Você já ouviu falar em parentalidade distraída? Basicamente, é uma forma de cuidar das crianças em que o foco fica dividido entre a criança e outro estímulo ou atividade e, assim, o cuidado com as crianças acaba não sendo pautado por uma atenção integral dispensada a elas, porém, marcado por constantes interrupções. Atualmente, o principal distrator tem sido o celular, e é por isso que o trago como ponto central.
A atenção dividida entre criança e celular tem diversos efeitos, independente de sua idade. Na relação com bebês, cria um obstáculo a algo que é essencial: as trocas entre bebê e cuidador. O bebê está começando a aprender como o mundo e as pessoas funcionam. Para isso, é muito importante que obtenha respostas do adulto e que essas respostas sejam repletas de tons emocionais. O bebê aprende sobre o mundo através dessas trocas que se dão por meio do que chamamos de reações circulares (em que o bebê estabelece trocas com o meio, faz algo e, a partir das respostas obtidas, refina suas ações e aprende como o mundo funciona). Se o adulto para e olha o celular constantemente, o bebê perde essas trocas imediatas, recebendo, como primeira resposta, um olhar que logo é desviado para uma tela. O bebê não sabe que o adulto vai só olhar o Instagram por um minuto e depois lhe dirigir a atenção. Com isso, acaba aprendendo que tem que esperar e que, com frequência, não vai receber respostas às suas interações.
Em crianças maiores, estudos demonstram maiores taxas de ansiedade e depressão quando seus pais, estando no mesmo ambiente que elas, ficam distraídos ao celular. Além disso, há uma tendência dessas crianças a buscar formas mais intensas de despertar a atenção destes, abrindo caminho para comportamentos como birras, atos agressivos e impulsivos.
É importante destacar que as crianças aprendem principalmente através de exemplos, da observação do mundo em que vive. Se vocês olharem para seus filhos, verão que, desde bebezinhos, têm expressões faciais e corporais parecidas com as dos adultos à sua volta. Observando mais profundamente, é possível perceber que também há expressões comportamentais parecidas. O mesmo ocorre com as psíquicas, subjetivas. A criança aprende a ser gente no contato com o mundo que a rodeia. Se o celular é sempre presente, ela aprenderá que há algo muito importante na relação com esse aparelho (e, a depender da vivência dela, são diversos os sentimentos que podem surgir, como o de sentir-se em segundo plano, de ter muito interesse pelo aparelho…).

§

#### Instruções das tarefas:
1. De acordo com o texto sobre parentalidade distraída, qual tem sido atualmente o principal distrator?
2. Dê continuidade ao texto sobre parentalidade distraída a partir do ponto em que ele termina.

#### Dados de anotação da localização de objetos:
§

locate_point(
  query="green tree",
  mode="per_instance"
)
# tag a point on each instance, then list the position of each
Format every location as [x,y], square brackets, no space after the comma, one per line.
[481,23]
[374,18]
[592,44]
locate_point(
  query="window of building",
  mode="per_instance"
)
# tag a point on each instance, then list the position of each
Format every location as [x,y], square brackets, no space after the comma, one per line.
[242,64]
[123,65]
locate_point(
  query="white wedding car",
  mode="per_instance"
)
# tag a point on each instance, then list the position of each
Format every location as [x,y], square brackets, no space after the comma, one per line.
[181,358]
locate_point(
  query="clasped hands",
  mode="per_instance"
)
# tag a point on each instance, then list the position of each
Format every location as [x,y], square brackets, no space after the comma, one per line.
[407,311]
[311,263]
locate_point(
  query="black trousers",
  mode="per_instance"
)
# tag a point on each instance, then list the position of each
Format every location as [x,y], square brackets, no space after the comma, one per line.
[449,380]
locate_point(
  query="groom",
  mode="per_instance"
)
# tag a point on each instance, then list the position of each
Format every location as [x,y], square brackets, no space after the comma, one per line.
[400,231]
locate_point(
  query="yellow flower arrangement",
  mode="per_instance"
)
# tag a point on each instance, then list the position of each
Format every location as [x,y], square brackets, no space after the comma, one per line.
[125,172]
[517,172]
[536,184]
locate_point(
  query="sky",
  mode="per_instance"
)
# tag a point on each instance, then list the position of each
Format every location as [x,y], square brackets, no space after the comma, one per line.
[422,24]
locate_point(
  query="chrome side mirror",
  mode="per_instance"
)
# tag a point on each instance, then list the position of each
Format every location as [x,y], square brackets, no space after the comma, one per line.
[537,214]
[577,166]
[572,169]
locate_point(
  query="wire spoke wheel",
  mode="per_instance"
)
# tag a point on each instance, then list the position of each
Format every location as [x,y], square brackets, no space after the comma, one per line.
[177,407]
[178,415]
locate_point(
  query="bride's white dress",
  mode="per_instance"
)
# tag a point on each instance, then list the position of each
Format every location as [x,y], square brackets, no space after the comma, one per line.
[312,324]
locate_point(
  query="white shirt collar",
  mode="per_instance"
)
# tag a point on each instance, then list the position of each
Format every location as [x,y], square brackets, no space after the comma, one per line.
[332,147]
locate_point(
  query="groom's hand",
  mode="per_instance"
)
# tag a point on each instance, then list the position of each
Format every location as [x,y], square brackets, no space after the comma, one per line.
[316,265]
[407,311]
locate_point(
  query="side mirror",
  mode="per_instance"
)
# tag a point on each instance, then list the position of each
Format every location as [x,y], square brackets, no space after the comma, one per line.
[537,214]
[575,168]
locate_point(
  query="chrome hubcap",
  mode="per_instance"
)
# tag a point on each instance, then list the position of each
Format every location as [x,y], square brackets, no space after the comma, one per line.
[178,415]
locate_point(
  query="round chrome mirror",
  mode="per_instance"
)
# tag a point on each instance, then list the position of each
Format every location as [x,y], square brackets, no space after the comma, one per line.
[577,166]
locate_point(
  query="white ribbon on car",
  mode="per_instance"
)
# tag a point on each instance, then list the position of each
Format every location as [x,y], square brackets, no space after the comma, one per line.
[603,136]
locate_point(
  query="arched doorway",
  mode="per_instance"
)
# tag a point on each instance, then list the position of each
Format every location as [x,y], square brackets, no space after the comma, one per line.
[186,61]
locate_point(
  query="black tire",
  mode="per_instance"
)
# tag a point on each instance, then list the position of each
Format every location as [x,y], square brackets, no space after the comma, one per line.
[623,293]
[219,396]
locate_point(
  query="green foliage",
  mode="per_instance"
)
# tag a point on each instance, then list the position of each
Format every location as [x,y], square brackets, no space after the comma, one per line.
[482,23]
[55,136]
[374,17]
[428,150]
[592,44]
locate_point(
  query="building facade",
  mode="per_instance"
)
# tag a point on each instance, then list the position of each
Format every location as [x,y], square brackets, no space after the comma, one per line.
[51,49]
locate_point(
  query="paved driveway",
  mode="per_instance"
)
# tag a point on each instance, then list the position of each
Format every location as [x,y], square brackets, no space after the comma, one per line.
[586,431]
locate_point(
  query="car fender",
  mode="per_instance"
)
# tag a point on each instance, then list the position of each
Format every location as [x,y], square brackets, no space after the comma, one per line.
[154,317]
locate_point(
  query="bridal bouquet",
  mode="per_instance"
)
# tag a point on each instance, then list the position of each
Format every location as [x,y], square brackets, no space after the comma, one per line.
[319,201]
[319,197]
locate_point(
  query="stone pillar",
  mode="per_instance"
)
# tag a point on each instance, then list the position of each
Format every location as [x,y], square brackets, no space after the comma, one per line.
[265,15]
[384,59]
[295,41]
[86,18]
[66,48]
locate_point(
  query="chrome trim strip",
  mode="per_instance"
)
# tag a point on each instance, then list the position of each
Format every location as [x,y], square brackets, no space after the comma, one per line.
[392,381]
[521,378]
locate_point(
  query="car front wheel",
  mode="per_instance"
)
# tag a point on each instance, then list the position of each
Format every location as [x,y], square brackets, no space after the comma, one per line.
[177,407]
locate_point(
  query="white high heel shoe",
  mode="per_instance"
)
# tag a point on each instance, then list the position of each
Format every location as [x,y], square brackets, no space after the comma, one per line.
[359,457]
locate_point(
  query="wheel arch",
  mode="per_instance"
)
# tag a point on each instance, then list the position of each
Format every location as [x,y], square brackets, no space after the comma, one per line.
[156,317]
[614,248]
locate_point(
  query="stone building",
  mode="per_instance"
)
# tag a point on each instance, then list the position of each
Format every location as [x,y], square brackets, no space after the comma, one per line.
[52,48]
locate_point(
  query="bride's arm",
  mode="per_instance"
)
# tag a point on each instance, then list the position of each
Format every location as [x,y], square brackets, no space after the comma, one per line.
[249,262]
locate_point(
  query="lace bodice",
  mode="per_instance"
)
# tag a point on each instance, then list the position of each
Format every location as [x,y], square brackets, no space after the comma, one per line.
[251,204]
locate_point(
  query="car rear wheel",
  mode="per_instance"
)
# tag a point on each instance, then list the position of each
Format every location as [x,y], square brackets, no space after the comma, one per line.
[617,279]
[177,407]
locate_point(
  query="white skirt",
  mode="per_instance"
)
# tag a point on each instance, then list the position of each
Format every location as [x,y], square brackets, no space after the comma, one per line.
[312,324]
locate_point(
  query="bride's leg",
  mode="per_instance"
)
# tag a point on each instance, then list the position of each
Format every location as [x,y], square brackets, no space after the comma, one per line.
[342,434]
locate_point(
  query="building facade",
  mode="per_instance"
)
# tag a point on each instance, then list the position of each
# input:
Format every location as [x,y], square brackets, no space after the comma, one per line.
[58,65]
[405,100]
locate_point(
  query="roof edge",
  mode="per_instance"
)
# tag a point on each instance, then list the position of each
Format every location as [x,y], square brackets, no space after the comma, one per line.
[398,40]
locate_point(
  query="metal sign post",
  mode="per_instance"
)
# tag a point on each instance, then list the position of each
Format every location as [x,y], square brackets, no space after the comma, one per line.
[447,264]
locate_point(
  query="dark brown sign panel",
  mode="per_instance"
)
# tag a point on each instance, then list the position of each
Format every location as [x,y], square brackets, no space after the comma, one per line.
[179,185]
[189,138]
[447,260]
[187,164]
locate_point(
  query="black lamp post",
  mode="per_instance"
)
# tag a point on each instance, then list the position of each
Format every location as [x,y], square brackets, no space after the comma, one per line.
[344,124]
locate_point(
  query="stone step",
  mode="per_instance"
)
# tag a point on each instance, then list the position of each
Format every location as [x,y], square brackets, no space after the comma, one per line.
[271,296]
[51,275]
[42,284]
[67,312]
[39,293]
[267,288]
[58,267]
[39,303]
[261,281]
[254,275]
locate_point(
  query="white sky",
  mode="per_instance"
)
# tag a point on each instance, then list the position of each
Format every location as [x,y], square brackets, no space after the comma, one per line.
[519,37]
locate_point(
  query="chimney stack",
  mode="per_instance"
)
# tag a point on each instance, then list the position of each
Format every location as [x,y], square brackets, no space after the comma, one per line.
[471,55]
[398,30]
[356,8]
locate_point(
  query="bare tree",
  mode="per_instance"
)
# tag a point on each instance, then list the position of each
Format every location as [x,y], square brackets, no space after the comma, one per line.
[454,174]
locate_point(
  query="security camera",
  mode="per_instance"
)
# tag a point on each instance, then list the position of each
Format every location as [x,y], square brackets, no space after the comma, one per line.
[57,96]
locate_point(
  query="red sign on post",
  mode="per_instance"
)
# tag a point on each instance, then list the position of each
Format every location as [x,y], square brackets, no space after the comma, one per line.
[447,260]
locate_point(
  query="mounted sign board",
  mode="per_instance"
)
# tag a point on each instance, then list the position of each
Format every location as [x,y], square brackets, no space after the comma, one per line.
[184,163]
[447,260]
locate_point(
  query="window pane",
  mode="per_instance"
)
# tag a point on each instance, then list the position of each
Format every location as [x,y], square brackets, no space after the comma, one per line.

§

#### Resultados por tarefa:
1. O celular.

2.
Como se não bastassem os efeitos nas crianças, há estudos que apontam que adultos vêm sofrendo de ansiedade de separação quando estão longe de seus celulares, ficando ansiosos, com a cabeça longe, sem conseguir se concentrar em outras atividades, mantendo uma atenção dividida, o que pode levar a ciclos viciosos de sofrimento por não haver foco no momento presente. Ou seja, essa relação excessiva com o celular também nos prejudica.
Longe de ser algo motivado por causas puramente individuais, esse apego aos smartphones é parte de uma cultura que prega que temos que estar sempre conectados, que não podemos perder nada, até para que não fiquemos para trás em conversas e mesmo no mercado de trabalho. Além disso, os celulares e demais eletrônicos são planejados para ser viciantes, para que nos sintamos recompensados por seu uso e fiquemos o maior tempo possível em sua órbita. Para isso, as cores são chamativas, há diversos sons e notificações e a busca por algoritmos que captem, de forma cada vez mais precisa, nossos interesses. Tudo isso contribui para que nos sintamos contemplados pelo uso do celular. Então é muito fácil nos perdermos e cairmos na lógica da parentalidade distraída. No entanto, essa relação com o celular, além de nos deixar ansiosos, afasta de nós as crianças em momentos essenciais ao seu desenvolvimento.
Portanto, eu faço o convite a uma reflexão com base nas informações acima. O que você considera mais importante, estar presente com seus filhos ou atualizado nas redes sociais? Qual é a necessidade mais importante: a sua, de se manter conectado(a), ou a de participar desenvolvimento de seus filhos?
Se você prioriza estar efetivamente presente no desenvolvimento de suas crianças, indico abaixo algumas estratégias que podem ajuda-lo(a) a deixar o celular de lado:
Dica 0:
Antes de tudo, faça um exercício de reflexão. Pergunte-se: ficar tanto tempo ao celular está de acordo com o que quero para minha vida e com a forma como quero me relacionar com meus filhos? O tempo que gasto no celular é coerente com o quanto quero que ele seja prioridade na minha vida? Minha relação com o celular está causando alterações negativas na minha relação com meus filhos? Se, ao responder a essas perguntas, você se sentir desconfortável, a hora de mudar é agora.
- Desabilite as notificações. Elas fazem com que você fique toda hora conferindo o celular. E a maioria esmagadora delas não é, nem de longe, urgente. Caso não possa simplesmente deixar o celular mudo, coloque-o em modo “não perturbe”, deixando ativadas apenas notificações essenciais.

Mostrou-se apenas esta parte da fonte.